*** Opening GIVEN RECORDS ***
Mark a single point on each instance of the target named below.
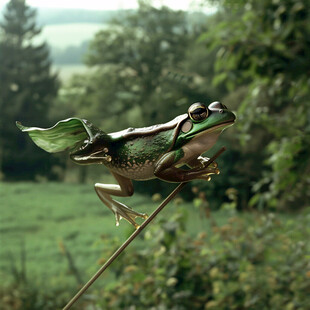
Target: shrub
(251, 262)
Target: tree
(27, 89)
(140, 49)
(265, 45)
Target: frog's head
(205, 122)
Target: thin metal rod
(132, 237)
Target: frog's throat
(219, 128)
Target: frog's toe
(122, 211)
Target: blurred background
(240, 241)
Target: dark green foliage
(248, 263)
(265, 45)
(27, 89)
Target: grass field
(45, 216)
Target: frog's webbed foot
(122, 211)
(200, 168)
(124, 189)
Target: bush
(252, 262)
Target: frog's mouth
(215, 128)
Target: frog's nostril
(216, 105)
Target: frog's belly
(136, 171)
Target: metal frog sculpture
(158, 151)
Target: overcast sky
(105, 4)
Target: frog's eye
(198, 112)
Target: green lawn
(43, 216)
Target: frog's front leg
(167, 168)
(124, 189)
(201, 162)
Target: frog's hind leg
(124, 189)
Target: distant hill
(54, 16)
(68, 16)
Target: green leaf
(66, 134)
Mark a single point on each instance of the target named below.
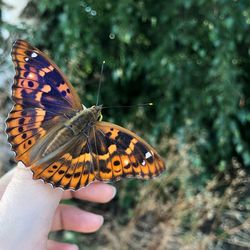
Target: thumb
(27, 209)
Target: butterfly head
(97, 112)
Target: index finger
(95, 192)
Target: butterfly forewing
(40, 101)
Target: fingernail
(114, 192)
(101, 219)
(74, 247)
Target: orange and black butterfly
(60, 140)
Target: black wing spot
(127, 166)
(76, 175)
(116, 163)
(24, 136)
(21, 121)
(30, 84)
(20, 129)
(67, 176)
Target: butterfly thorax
(79, 124)
(83, 120)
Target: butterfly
(60, 140)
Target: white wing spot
(34, 54)
(148, 155)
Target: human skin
(30, 209)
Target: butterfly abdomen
(79, 124)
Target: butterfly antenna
(130, 106)
(100, 83)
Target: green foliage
(190, 58)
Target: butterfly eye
(99, 117)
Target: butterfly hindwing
(118, 153)
(72, 170)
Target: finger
(28, 206)
(4, 181)
(95, 192)
(73, 218)
(54, 245)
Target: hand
(29, 210)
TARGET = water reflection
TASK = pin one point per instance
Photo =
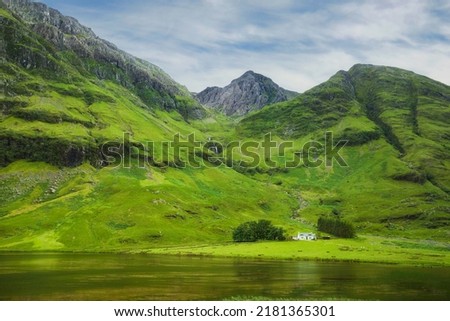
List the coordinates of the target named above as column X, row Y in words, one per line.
column 142, row 277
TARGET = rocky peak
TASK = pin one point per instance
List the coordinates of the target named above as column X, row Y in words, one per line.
column 103, row 59
column 249, row 92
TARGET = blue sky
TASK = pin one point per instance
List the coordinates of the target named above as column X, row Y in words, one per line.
column 298, row 44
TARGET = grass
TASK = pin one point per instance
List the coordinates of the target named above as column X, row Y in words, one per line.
column 365, row 248
column 395, row 186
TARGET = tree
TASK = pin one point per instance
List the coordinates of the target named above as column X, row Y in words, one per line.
column 257, row 230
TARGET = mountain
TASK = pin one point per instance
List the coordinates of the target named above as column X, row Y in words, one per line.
column 396, row 124
column 68, row 100
column 79, row 46
column 249, row 92
column 67, row 89
column 86, row 163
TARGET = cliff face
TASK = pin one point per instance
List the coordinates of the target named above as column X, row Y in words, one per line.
column 249, row 92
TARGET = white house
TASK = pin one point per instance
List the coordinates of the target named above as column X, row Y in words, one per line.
column 305, row 237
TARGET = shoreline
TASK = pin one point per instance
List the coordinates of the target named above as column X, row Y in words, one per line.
column 370, row 250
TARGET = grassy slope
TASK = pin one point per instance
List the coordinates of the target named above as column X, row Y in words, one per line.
column 116, row 209
column 110, row 209
column 382, row 190
column 363, row 249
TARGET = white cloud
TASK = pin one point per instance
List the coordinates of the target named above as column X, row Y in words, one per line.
column 210, row 42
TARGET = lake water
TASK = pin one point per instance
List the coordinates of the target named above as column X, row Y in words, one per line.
column 148, row 277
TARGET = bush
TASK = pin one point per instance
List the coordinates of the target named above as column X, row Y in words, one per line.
column 336, row 227
column 260, row 230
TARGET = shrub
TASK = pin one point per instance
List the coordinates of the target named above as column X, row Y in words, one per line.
column 260, row 230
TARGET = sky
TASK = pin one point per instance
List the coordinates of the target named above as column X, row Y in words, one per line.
column 299, row 44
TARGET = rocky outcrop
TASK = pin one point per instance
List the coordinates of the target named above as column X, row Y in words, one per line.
column 249, row 92
column 104, row 59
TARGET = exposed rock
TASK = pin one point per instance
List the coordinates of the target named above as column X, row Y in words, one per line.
column 148, row 81
column 249, row 92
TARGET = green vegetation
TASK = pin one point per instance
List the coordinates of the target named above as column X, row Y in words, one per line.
column 336, row 227
column 256, row 231
column 361, row 249
column 59, row 192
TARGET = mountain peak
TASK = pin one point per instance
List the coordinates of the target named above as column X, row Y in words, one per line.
column 249, row 92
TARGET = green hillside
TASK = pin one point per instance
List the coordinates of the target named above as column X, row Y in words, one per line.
column 63, row 102
column 397, row 179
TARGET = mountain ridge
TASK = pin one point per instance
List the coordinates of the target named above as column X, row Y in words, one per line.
column 104, row 59
column 249, row 92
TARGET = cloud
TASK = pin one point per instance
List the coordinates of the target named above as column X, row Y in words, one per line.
column 298, row 44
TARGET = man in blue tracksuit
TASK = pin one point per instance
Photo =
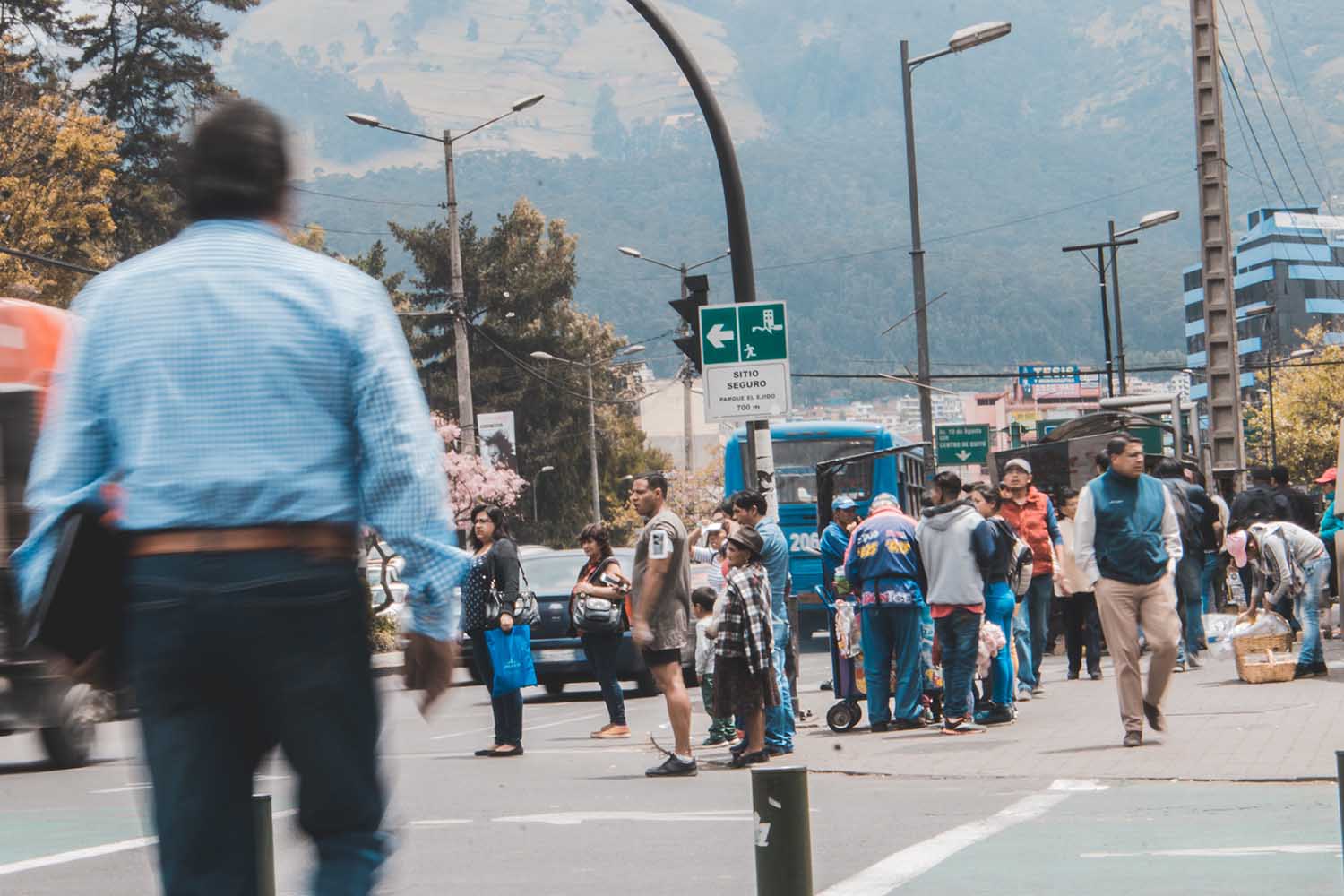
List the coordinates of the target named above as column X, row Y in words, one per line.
column 883, row 567
column 749, row 508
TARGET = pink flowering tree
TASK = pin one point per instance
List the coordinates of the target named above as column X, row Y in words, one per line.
column 470, row 478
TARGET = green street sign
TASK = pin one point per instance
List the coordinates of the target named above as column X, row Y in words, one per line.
column 744, row 333
column 719, row 335
column 962, row 444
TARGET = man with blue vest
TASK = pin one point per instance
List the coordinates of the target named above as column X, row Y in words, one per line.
column 889, row 582
column 1128, row 547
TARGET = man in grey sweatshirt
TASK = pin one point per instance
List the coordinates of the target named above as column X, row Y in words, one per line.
column 954, row 540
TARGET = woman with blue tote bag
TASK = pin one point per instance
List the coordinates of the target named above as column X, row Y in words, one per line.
column 496, row 641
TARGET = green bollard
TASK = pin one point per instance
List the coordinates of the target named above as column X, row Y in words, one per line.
column 782, row 831
column 265, row 845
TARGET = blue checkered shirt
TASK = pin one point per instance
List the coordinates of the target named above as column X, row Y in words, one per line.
column 231, row 379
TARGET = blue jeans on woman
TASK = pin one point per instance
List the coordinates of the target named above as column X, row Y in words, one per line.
column 959, row 638
column 231, row 654
column 999, row 607
column 1308, row 605
column 602, row 650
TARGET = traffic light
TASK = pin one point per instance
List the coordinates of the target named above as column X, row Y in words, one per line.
column 695, row 293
*** Closing GIVEN RECORDS ***
[TASK BRIEF]:
Copy out the entries above in full and exactly, skipping every picture.

[SOLVED EXERCISE]:
Mark a single point on each instance of the target named below.
Target: shrub
(251, 262)
Target: tree
(27, 89)
(140, 49)
(265, 45)
Target: frog's head
(205, 122)
Target: thin metal rod
(132, 237)
Target: frog's throat
(219, 128)
Target: frog's toe
(122, 211)
Target: blurred background
(240, 241)
Target: dark green foliage
(248, 263)
(265, 45)
(27, 89)
Target: grass field
(45, 216)
Target: frog's webbed foot
(122, 211)
(200, 168)
(124, 189)
Target: bush
(252, 262)
Target: frog's mouth
(215, 128)
Target: frog's nostril
(216, 105)
Target: frog's belly
(136, 171)
Target: metal frog sculpture
(158, 151)
Target: overcast sky
(105, 4)
Target: frog's eye
(198, 112)
Target: green lawn
(43, 216)
Target: frog's front leg
(167, 168)
(124, 189)
(201, 162)
Target: frog's hind leg
(124, 189)
Target: distant hill
(54, 16)
(68, 16)
Target: green leaf
(66, 134)
Mark a single point on each instance of the target named below.
Target: thumb
(27, 209)
Target: butterfly head
(97, 112)
Target: index finger
(95, 192)
Target: butterfly forewing
(40, 101)
Target: fingernail
(114, 192)
(101, 219)
(74, 247)
Target: orange and black butterfly
(60, 140)
Target: black wing spot
(127, 166)
(76, 175)
(116, 163)
(24, 136)
(21, 121)
(30, 84)
(20, 129)
(67, 176)
Target: butterfly thorax
(79, 124)
(83, 120)
Target: butterfly
(60, 140)
Target: white wing spot
(34, 54)
(148, 155)
Target: human skin
(30, 209)
Target: butterfly abdomen
(79, 124)
Target: butterfly antenna
(130, 106)
(100, 83)
Target: green foliage
(190, 58)
Target: butterfly eye
(99, 117)
Target: butterfly hindwing
(118, 153)
(72, 170)
Target: finger
(28, 206)
(4, 181)
(95, 192)
(73, 218)
(54, 245)
Target: hand
(29, 210)
TARGET = water reflection
TASK = pin one point per instance
Photo =
List the coordinates of the target named above as column X, row Y in words, one per line.
column 142, row 277
TARGET = rocky peak
TASK = pin one point per instance
List the coordinates of the target named above as column X, row Y in words, one per line.
column 103, row 59
column 249, row 92
TARGET = blue sky
TASK = pin one point per instance
List the coordinates of the target named above as column X, row Y in words, one per line.
column 298, row 44
TARGET = grass
TASK = pin one point per instance
List the coordinates of the target named above as column X, row Y in words, one per line.
column 365, row 248
column 395, row 186
TARGET = tree
TASK = pin one point per instance
List the coordinates of the target named above as column X, row Y in words, one per line.
column 257, row 230
TARGET = mountain
TASK = pin one point per instance
List the coordinates of the target named above as column X, row Y in words, one per line.
column 396, row 124
column 68, row 100
column 79, row 46
column 249, row 92
column 67, row 89
column 86, row 163
TARGET = cliff face
TASK = pin one point per instance
List the coordinates of the target named above as column X, row Y in words, one per line.
column 249, row 92
TARGET = white house
TASK = pin one point per instance
List the coordinates of the target named above as column X, row Y in words, one per line.
column 305, row 237
TARGET = shoreline
TASK = pin one point per instance
List the coordinates of the target named above as column X, row Y in words, one per line.
column 370, row 250
TARGET = grassy slope
TASK = pin one point per instance
List the coordinates of the target named above as column X, row Y in words, one per line.
column 116, row 209
column 110, row 209
column 382, row 190
column 363, row 249
TARGET = white cloud
TASK = pin one point per instance
List the coordinates of the target named above as column X, row Y in words, one per line.
column 210, row 42
TARGET = lake water
TASK = pin one point per instance
List the coordinates of the target named above as column X, row Y in words, one per line.
column 148, row 277
TARGET = bush
TASK = pin one point per instance
List the coordinates of the target named above as column X, row Y in words, one per line.
column 336, row 227
column 260, row 230
TARGET = shrub
TASK = pin one point per instance
List the coordinates of the target named above as column X, row Y in words, one per line.
column 260, row 230
TARGET = sky
TASK = pin one point per instance
List the coordinates of the target named above as column X, row Y in words, one per line.
column 299, row 44
TARGET = rocky outcrop
TASK = pin one point per instance
List the coordinates of the target named above as column X, row Y in words, one per line.
column 249, row 92
column 104, row 59
TARGET = exposed rock
TASK = pin one point per instance
List the coordinates of the target named above as column X, row Y in words, one per line.
column 148, row 81
column 249, row 92
TARGET = green vegetation
TASK = pin one point per instance
List the coordinates of the target named above as column X, row Y in words, one per line.
column 336, row 227
column 256, row 231
column 361, row 249
column 59, row 192
TARGET = mountain peak
TASK = pin one point per instance
List the coordinates of the target named above as column X, row Y in words, one per line.
column 249, row 92
TARGET = green hillside
TASK = pin one point per instance
List the coordinates of the target named above as column X, row Y in words, one per line.
column 63, row 102
column 397, row 179
TARGET = mountain ridge
TASK = pin one point per instance
List the coordinates of the target named above as column X, row Y in words, one per line.
column 104, row 59
column 249, row 92
TARGET = cloud
TASK = pin one point per instance
List the coordinates of the target named above as column X, row Y in words, one per line.
column 298, row 44
TARGET = man in blue tracksuit
TASK = pin one point per instance
Photo =
List the coordinates of the target named above as column X, row Y in words, one per line.
column 883, row 567
column 749, row 508
TARGET = pink flowering tree
TASK = pin one point per instance
List the coordinates of the target named above as column X, row Y in words, one per line.
column 470, row 478
TARGET = green street sign
TASK = pin one point per instance
List the coordinates of the target named above as column X, row Y in words, one per line.
column 744, row 333
column 719, row 335
column 962, row 444
TARGET = man with blue vest
TASK = pin one point per instance
List the coordinates of the target named above as column X, row Y in words, one per line.
column 889, row 582
column 1128, row 547
TARGET = man in grey sweatshirt
TASK = pin one point per instance
List the coordinates of the target named above as column X, row Y in words, one per line.
column 954, row 540
TARGET = woman with blue tote bag
TASK = pin one point per instance
List the coordinates of the target named above as column X, row Y in words, one per line.
column 496, row 641
TARGET = green bollard
TASK = pin one point per instance
List the coordinates of the target named above as column X, row Y in words, one per line.
column 782, row 831
column 265, row 845
TARGET = blue checkered shirt
TASK = pin one point per instance
List the coordinates of the target named above as column X, row Y in words, one per line.
column 231, row 379
TARGET = blue jeans on woman
TASK = pin one point per instance
List the coordinates of the target named above as column X, row Y in words, one per line.
column 959, row 638
column 231, row 654
column 999, row 607
column 1308, row 605
column 602, row 650
TARGET = traffic light
TASK = pin one point per instance
List the coordinates of the target named above as column X, row Y in words, one per line.
column 695, row 293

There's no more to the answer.